(Beginning of Source extract)

March 05, 2013

Late Middle Pleistocene teeth from South China (Liu et al. 2013)

From the paper:
The Panxian Dadong P3 falls in the upper left quadrant, an area that, with the exception of two out of the nine Atapuerca-SH specimens and S7-34, is exclusively occupied by recent humans. Thus this geometric morphometric analysis indicates that the general crown conformation of the Panxian Dadong P3 resembles some European Middle Pleistocene hominins, Chinese Upper Pleistocene hominins, and particularly the recent human specimens.  
According to the above comparisons, the Panxian Dadong P3 preserves some primitive and highly polymorphic traits, but in general its conformation is derived. Its occlusal morphology is simple, and the contour is symmetrical with a lingual cusp that is narrower than the buccal one. All these features make the Panxian Dadong P3 most similar to Upper Pleistocene hominins and recent humans in our comparative samples.

(End of Source extract)
(Beginning of Information shown)

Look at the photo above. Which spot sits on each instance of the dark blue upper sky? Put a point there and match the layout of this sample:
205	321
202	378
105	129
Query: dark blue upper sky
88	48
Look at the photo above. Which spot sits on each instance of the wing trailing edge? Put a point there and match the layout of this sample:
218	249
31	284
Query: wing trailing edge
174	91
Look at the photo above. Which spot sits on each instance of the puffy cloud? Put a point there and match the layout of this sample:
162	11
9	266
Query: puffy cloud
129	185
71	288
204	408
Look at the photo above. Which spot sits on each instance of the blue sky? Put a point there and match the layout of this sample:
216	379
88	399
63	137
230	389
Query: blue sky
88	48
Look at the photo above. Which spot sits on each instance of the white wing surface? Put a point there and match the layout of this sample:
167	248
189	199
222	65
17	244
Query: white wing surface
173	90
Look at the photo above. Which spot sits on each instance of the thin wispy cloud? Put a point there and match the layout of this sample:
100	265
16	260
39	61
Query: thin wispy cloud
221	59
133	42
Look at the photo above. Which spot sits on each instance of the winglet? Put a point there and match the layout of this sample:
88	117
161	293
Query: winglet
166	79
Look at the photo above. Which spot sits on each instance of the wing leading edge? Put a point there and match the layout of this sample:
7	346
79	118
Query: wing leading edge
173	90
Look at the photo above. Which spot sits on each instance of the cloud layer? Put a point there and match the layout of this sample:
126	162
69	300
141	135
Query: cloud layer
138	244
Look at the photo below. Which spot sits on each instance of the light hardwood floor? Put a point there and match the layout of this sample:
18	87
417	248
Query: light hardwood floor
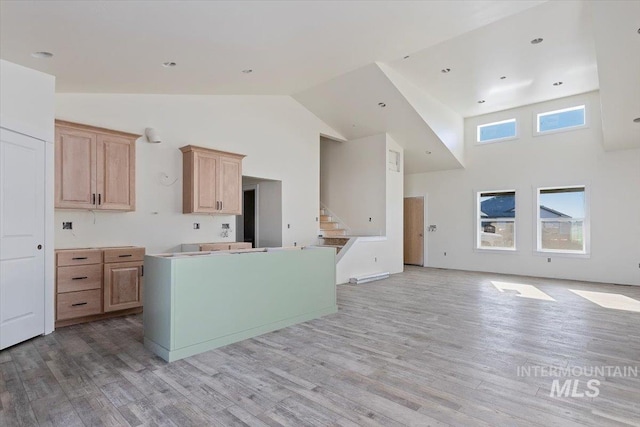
427	347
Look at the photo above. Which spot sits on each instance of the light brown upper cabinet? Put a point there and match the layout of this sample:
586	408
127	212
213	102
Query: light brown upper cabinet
212	181
95	168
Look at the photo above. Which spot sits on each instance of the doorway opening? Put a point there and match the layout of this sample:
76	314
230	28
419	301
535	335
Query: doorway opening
414	213
249	216
261	219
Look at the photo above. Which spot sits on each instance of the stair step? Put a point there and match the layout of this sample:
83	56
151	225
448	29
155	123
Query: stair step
334	232
329	225
335	241
338	248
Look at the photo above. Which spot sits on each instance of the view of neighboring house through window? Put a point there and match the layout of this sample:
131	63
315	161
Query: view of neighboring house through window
496	220
561	119
562	220
497	131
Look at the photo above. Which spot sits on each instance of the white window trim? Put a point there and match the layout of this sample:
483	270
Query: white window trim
478	226
536	114
492	141
586	232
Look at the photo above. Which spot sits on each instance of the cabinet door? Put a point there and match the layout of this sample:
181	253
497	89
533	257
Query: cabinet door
230	185
115	172
205	174
122	285
75	154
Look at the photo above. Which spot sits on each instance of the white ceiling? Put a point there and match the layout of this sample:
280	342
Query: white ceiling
119	46
479	58
324	53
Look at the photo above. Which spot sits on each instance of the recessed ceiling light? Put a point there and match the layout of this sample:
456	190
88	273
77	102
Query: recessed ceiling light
42	55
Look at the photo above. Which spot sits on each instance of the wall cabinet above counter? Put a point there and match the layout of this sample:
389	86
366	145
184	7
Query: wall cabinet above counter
212	181
94	168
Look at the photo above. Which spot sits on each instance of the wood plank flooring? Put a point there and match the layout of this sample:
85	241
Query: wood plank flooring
427	347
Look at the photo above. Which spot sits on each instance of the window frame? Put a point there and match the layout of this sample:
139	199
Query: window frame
537	114
586	224
506	138
478	223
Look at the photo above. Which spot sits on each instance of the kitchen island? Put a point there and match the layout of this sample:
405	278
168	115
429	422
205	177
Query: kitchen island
198	301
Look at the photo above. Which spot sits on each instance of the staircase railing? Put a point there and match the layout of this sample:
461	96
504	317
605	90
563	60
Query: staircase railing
334	218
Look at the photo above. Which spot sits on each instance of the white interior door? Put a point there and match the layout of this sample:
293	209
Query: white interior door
22	220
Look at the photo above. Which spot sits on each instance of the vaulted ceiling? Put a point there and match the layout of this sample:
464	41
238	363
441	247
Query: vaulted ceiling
340	59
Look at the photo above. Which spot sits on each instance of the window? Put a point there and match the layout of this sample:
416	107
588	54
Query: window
567	118
562	220
496	131
496	220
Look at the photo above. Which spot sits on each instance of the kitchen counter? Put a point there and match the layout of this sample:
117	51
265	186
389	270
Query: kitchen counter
198	301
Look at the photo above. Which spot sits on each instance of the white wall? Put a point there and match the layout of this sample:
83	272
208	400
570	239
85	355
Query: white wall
27	101
352	182
379	254
278	135
524	164
27	107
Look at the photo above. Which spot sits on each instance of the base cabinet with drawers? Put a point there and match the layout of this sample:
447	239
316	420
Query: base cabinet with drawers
93	284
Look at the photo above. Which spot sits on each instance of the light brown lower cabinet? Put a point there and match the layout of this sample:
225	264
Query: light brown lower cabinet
123	285
93	284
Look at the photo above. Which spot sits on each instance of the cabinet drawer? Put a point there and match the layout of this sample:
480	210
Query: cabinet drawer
240	245
214	247
79	278
78	304
124	254
78	257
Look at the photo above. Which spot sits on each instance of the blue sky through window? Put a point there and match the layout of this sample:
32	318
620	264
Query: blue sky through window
560	119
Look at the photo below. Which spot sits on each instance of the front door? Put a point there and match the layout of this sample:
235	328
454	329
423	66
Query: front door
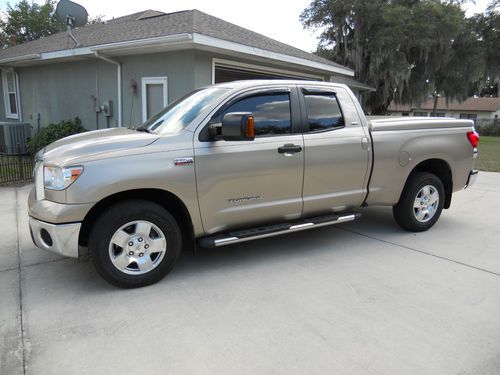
241	183
154	96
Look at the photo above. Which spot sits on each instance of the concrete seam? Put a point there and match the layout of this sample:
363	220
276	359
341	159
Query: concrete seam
422	252
47	262
20	288
9	269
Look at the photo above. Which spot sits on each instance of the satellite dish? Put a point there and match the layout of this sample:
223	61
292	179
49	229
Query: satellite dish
73	15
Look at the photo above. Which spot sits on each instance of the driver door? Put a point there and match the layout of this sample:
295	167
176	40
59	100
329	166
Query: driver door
245	183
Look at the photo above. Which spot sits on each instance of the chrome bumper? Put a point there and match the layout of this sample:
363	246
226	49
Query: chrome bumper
57	238
472	178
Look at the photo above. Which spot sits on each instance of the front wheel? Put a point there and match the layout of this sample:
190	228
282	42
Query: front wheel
421	202
134	243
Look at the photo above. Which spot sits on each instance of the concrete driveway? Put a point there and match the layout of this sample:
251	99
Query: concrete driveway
359	298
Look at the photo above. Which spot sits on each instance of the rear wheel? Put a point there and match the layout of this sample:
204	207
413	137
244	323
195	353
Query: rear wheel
135	243
421	202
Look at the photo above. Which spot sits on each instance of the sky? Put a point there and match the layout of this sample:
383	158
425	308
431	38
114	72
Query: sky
277	19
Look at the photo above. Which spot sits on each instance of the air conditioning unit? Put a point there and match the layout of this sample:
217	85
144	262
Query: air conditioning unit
13	137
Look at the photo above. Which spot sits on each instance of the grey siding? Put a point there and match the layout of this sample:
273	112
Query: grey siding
177	66
65	90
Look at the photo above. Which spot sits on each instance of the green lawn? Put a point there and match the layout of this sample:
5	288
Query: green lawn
489	154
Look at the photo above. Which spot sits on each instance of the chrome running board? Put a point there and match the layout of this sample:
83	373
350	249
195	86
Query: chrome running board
244	235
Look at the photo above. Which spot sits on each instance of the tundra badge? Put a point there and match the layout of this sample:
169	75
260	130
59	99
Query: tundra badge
179	162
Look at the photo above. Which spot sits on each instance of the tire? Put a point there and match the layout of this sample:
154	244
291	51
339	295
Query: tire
421	202
134	243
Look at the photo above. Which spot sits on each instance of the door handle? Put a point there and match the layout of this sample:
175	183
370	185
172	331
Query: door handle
289	148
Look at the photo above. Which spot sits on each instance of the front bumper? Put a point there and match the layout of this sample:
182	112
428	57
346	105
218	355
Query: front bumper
472	178
58	238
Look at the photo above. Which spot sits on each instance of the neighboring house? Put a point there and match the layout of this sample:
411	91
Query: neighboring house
127	69
472	108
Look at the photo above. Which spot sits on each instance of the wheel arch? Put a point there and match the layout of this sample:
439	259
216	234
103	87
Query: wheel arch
165	199
442	170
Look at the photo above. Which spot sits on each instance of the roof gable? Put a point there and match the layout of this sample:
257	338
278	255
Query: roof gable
153	24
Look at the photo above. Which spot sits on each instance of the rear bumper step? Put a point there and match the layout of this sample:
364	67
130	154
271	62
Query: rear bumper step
232	237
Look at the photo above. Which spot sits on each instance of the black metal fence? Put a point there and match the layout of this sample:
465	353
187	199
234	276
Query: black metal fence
15	166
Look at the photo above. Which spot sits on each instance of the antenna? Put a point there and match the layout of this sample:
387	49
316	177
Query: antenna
73	15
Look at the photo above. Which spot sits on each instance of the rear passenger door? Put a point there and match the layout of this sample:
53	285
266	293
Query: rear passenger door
336	150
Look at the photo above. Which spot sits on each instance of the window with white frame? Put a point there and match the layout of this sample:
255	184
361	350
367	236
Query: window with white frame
10	94
154	96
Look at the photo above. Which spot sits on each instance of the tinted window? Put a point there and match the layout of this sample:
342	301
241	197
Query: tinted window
323	112
271	113
180	113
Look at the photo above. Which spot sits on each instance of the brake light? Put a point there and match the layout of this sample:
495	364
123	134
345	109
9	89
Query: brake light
473	138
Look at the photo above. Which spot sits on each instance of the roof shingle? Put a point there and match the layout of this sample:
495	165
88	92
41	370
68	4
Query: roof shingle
151	24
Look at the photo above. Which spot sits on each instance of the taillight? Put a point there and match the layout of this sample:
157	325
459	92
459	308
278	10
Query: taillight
473	138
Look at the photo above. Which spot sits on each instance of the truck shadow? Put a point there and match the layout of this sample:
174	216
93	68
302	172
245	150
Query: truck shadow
315	245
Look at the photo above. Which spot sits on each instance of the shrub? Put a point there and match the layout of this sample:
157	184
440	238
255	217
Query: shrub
53	132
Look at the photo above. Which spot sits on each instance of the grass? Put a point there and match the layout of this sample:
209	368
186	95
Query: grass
489	154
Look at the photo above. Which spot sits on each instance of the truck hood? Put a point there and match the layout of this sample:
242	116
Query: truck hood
80	146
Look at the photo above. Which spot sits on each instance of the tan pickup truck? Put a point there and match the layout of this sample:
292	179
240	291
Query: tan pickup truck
236	162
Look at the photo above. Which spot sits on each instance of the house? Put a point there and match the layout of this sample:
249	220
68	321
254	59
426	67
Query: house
473	108
125	70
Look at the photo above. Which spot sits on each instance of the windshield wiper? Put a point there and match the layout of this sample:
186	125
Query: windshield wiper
141	129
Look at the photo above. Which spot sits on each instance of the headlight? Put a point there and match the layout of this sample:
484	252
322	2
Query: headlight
57	178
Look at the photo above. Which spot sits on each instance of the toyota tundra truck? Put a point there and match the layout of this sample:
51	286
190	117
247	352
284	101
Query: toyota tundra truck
235	162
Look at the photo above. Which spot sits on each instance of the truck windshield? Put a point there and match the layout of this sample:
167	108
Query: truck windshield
180	113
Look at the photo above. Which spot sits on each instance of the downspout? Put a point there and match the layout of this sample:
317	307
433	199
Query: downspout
119	71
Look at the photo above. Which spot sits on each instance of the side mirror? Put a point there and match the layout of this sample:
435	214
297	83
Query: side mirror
238	126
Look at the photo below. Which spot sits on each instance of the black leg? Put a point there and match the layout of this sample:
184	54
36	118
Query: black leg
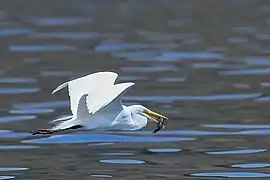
48	131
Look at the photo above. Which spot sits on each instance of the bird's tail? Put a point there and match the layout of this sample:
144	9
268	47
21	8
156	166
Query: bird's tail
66	124
63	118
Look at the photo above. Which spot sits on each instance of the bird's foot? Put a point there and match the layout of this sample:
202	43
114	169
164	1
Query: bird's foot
42	131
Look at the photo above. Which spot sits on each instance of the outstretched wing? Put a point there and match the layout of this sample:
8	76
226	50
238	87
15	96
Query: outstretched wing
97	100
86	84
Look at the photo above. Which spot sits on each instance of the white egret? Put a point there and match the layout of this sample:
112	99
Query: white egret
95	103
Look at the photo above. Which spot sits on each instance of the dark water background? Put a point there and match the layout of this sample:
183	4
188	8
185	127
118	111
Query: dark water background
205	64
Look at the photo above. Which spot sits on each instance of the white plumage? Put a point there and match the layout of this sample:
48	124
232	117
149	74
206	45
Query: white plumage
95	103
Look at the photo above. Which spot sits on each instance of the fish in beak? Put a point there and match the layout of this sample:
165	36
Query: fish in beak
157	118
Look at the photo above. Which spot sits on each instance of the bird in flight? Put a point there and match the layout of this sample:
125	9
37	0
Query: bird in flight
96	104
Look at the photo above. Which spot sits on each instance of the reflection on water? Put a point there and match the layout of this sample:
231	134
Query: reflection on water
121	161
243	151
205	68
250	166
233	175
102	138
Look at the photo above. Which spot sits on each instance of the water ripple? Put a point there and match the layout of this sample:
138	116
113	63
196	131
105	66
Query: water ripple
100	138
238	126
246	72
17	80
41	48
67	35
232	174
243	151
175	56
192	98
164	150
3	169
5	119
9	134
101	176
61	21
150	69
18	90
6	177
50	104
251	166
17	147
122	161
15	32
31	111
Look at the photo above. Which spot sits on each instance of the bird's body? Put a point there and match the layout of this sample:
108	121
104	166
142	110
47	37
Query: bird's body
95	103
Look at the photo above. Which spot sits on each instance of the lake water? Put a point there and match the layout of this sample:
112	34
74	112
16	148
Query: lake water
204	64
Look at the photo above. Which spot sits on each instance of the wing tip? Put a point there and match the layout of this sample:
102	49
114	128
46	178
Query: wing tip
59	87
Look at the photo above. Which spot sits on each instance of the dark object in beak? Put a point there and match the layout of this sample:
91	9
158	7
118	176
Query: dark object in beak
160	125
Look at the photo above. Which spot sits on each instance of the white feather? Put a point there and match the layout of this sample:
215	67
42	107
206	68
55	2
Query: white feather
83	85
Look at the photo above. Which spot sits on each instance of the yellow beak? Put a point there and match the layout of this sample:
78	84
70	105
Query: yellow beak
154	116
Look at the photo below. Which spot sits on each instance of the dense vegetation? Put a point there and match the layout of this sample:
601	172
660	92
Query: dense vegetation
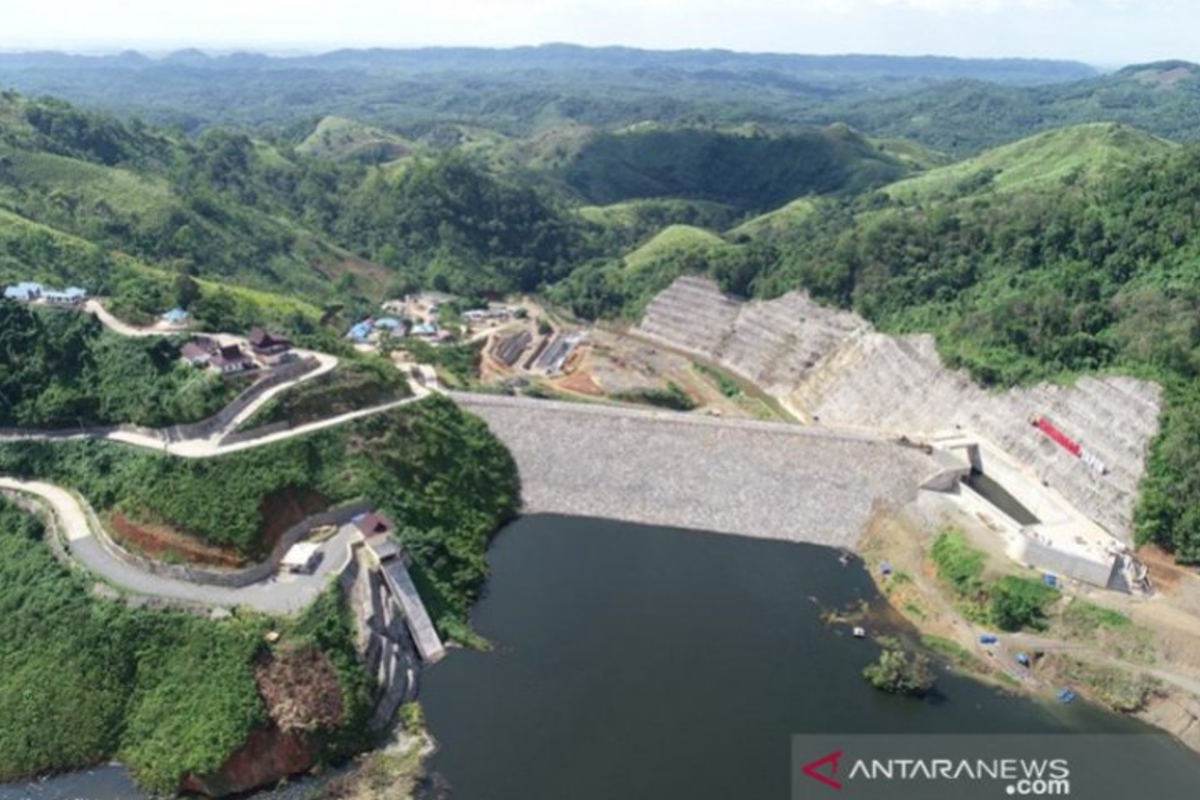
355	384
438	471
1009	602
449	226
167	692
900	672
967	115
437	92
748	173
1023	272
63	370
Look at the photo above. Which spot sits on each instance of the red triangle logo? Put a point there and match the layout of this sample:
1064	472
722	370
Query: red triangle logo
829	761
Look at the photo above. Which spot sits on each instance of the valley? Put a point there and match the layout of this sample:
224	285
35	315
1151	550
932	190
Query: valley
286	341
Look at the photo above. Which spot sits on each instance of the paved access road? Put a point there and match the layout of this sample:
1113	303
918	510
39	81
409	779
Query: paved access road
281	594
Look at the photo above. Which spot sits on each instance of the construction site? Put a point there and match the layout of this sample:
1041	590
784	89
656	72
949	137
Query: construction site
1054	469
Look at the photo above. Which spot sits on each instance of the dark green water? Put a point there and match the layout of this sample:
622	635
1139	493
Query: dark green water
636	662
999	497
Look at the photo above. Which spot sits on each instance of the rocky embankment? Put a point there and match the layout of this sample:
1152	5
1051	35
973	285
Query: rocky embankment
304	698
832	367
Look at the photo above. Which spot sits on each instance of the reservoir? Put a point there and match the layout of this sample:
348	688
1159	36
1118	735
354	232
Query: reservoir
651	663
636	662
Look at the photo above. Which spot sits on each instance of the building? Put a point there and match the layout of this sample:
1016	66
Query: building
197	353
424	330
226	359
301	558
67	298
270	348
175	318
509	348
373	524
267	343
361	331
229	359
391	325
24	292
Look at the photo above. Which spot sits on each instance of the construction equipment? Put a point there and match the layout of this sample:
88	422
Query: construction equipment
1090	459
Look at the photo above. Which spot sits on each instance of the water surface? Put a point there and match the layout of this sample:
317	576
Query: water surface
639	662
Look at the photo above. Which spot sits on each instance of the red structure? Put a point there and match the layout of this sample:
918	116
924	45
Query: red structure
1067	443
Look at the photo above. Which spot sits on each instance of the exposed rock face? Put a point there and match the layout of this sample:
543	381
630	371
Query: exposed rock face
301	691
832	366
268	756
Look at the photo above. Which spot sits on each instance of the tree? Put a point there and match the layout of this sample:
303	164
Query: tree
900	672
187	290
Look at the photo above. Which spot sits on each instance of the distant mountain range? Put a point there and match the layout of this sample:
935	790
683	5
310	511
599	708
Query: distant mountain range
511	90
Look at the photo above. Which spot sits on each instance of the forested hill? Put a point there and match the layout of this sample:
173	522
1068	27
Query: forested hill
138	212
156	218
969	115
1077	251
514	90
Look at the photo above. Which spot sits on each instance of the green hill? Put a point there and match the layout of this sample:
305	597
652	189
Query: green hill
750	173
1067	253
342	139
969	115
1085	154
241	212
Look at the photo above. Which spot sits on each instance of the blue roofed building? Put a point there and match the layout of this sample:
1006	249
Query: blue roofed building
69	296
361	331
24	292
175	317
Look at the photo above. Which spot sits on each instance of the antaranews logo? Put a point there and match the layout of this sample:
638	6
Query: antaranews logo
828	763
901	768
1018	776
990	767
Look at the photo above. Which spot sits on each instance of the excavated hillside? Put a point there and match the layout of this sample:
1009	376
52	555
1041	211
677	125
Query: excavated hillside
832	367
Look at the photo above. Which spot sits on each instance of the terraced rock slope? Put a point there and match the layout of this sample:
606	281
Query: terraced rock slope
832	367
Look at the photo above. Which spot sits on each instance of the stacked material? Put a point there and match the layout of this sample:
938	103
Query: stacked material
831	366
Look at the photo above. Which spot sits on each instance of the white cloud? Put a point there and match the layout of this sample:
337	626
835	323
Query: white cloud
1101	30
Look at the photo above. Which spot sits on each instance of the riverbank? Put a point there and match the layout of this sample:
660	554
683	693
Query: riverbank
1131	655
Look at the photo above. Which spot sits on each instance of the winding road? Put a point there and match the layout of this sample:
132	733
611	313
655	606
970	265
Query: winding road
280	594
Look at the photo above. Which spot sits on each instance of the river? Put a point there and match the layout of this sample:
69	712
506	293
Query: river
642	662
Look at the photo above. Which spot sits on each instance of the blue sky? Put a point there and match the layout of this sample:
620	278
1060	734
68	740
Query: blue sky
1099	31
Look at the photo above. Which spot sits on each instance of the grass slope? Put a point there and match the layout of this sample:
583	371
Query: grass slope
337	138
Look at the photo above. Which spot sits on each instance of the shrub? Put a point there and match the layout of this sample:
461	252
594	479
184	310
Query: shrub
959	564
900	672
1020	602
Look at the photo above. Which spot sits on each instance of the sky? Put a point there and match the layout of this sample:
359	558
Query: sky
1105	32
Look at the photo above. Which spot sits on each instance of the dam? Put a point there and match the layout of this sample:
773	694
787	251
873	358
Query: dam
753	479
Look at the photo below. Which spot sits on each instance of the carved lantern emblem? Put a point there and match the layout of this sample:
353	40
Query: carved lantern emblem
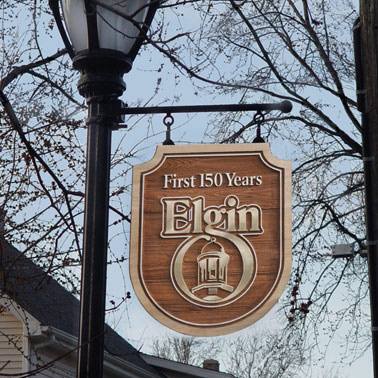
210	235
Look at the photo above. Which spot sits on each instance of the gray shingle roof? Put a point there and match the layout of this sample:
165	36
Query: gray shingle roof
51	304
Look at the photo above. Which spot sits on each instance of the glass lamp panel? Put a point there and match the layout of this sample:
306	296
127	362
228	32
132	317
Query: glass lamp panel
76	23
116	32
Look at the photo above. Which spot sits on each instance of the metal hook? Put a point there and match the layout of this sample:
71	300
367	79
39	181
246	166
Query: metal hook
168	122
259	119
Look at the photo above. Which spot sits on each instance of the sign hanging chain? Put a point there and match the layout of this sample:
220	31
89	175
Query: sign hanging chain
258	119
168	122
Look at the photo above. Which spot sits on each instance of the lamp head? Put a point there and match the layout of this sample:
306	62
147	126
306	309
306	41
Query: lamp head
103	38
104	25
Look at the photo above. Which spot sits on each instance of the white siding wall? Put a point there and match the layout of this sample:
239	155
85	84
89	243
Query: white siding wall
11	353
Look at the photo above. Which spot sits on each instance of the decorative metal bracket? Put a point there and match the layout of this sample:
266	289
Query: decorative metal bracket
283	106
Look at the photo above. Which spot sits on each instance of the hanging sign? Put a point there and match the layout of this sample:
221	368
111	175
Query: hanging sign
210	235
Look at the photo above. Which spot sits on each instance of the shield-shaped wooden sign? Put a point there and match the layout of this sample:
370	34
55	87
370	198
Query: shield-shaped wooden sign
210	235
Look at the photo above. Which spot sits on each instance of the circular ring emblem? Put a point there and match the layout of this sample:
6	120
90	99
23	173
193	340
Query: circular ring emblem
213	265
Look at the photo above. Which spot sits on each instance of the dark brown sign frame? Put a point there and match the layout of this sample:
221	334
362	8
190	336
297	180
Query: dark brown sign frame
210	248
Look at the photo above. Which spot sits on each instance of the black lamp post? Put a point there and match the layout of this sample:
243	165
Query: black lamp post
103	38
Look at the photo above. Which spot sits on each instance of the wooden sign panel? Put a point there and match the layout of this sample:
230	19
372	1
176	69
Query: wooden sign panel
210	235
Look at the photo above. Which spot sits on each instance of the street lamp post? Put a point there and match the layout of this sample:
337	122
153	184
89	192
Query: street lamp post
102	39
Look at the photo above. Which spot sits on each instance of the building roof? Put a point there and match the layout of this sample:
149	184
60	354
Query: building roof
50	303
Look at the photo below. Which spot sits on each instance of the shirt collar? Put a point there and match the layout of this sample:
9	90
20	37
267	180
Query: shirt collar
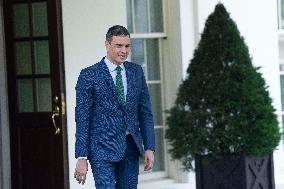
111	66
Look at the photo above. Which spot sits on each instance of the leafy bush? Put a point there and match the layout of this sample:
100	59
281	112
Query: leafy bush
223	106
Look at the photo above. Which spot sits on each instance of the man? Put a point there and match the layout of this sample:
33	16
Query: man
113	118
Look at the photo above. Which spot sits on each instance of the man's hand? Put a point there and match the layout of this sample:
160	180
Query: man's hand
81	171
149	160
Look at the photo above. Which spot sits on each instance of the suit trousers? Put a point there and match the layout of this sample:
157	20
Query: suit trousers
118	175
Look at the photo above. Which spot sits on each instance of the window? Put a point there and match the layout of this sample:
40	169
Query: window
281	14
146	25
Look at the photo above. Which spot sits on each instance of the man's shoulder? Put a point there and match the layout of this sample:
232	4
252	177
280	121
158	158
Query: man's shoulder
132	65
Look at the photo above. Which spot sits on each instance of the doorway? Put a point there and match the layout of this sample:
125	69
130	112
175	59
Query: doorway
36	94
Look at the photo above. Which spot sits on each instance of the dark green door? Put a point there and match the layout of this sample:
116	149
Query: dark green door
36	94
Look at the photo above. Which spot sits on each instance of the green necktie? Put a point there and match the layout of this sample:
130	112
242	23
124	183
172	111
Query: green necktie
119	85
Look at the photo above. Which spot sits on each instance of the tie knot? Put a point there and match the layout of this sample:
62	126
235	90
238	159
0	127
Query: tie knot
118	69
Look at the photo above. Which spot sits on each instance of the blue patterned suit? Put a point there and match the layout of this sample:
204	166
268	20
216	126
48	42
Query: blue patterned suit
101	121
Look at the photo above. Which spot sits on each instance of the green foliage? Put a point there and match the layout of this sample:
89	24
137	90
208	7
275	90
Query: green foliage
223	106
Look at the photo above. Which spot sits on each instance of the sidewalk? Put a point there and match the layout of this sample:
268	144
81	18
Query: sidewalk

(End of Information shown)

▶ _Explore the material_:
(a) In the passage on the Panxian Dadong teeth, how does the lingual cusp of the P3 compare with the buccal cusp?
(b) Continue the passage on the Panxian Dadong teeth, starting right after its last sentence.

▶ _Outputs by task_:
(a) The lingual cusp is narrower than the buccal one.

(b)
I suspect that the age of these teeth will render them useless for ancient DNA work.

Journal of Human Evolution doi:10.1016/j.jhevol.2012.10.012

Late Middle Pleistocene hominin teeth from Panxian Dadong, South China

Wu Liu et al.

The hominin teeth and evidence of hominin activities recovered from 1991 to 2005 at the Panxian Dadong site in South China are dated to the late Middle Pleistocene (MIS 8–6 or ca. 130–300 ka), a period for which very little is known about the morphology of Asian populations. The present study provides the first detailed morphometric description and comparisons of four hominin teeth (I1, C1, P3 and P3) from this site. Our study shows that the Panxian Dadong teeth combine archaic and derived features that align them with Middle and Upper Pleistocene fossils from East and West Asia and Europe. These teeth do not display any typical Neanderthal features and they are generally more derived than other contemporaneous populations from Asia and Africa. However, the derived traits are not diagnostic enough to specifically link the Panxian Dadong teeth to Homo sapiens, a common problem when analyzing the Middle Pleistocene dental record from Africa and Asia. These findings are contextualized in the discussion of the evolutionary course of Asian Middle Pleistocene hominins, and they highlight the necessity of incorporating the Asian fossil record in the still open debate about the origin of H. sapiens.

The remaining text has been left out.